## [Task list]
A. Answer these from the text about the Windows loader, one line each:
(i) In the default Windows 10 entry for chrome.exe, what is MaxLoaderThreads set to?
(ii) What name is given to the initial thread that runs ntdll!LdrInitializeThunk?
(iii) Which type is listed for ntdll!LdrpWorkQueueLock?
B. Copy the text about the Windows loader from "Interestingly, Windows 10" to "as worker threads.", switching "master thread" to "main thread" every time it appears.

## [Text to read]
Interestingly, Windows 10 contains a default entry for chrome.exe with MaxLoaderThreads set to 1 to disable parallel loading.

Figure 1: Querying the IFEO registry key for MaxLoaderThreads

The initial thread in the process executing ntdll!LdrInitializeThunk will be referred to as the master thread. Threads created by the master thread in the thread pool will be referred to as worker threads.

ntdll!LdrpInitParallelLoadingSupport and ntdll!LdrpCreateLoaderEvents are called to initialize the following structures:

• ntdll!LdrpWorkQueue (LIST_ENTRY)
• ntdll!LdrpWorkQueueTail (LIST_ENTRY)
• ntdll!LdrpWorkQueueLock (CRITICAL_SECTION)
• ntdll!LdrpRetryQueue (LIST_ENTRY)
• ntdll!LdrpRetryQueueTail (LIST_ENTRY)
• ntdll!LdrpLoadCompleteEvent (HANDLE)
• ntdll!LdrpWorkCompleteEvent (HANDLE)

## [Stored data]

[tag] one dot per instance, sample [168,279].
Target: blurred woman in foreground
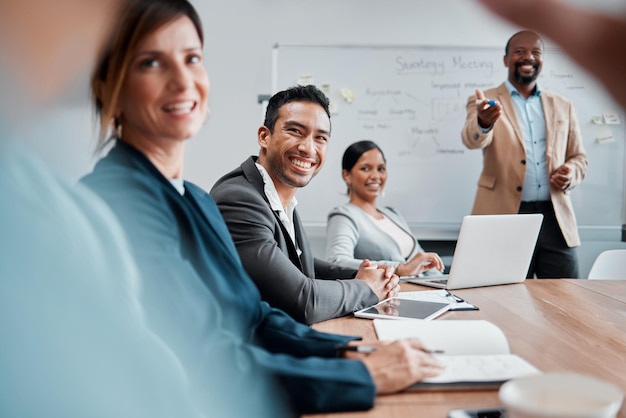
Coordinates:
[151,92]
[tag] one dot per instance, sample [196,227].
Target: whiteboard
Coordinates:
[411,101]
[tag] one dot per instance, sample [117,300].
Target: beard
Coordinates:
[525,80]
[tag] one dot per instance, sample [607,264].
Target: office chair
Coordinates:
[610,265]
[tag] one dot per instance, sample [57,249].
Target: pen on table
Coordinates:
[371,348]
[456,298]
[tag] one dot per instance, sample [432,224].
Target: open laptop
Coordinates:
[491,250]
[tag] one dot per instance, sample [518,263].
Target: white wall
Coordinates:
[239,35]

## [Answers to each task]
A.
(i) 1
(ii) The master thread
(iii) CRITICAL_SECTION

B.
Interestingly, Windows 10 contains a default entry for chrome.exe with MaxLoaderThreads set to 1 to disable parallel loading.

Figure 1: Querying the IFEO registry key for MaxLoaderThreads

The initial thread in the process executing ntdll!LdrInitializeThunk will be referred to as the main thread. Threads created by the main thread in the thread pool will be referred to as worker threads.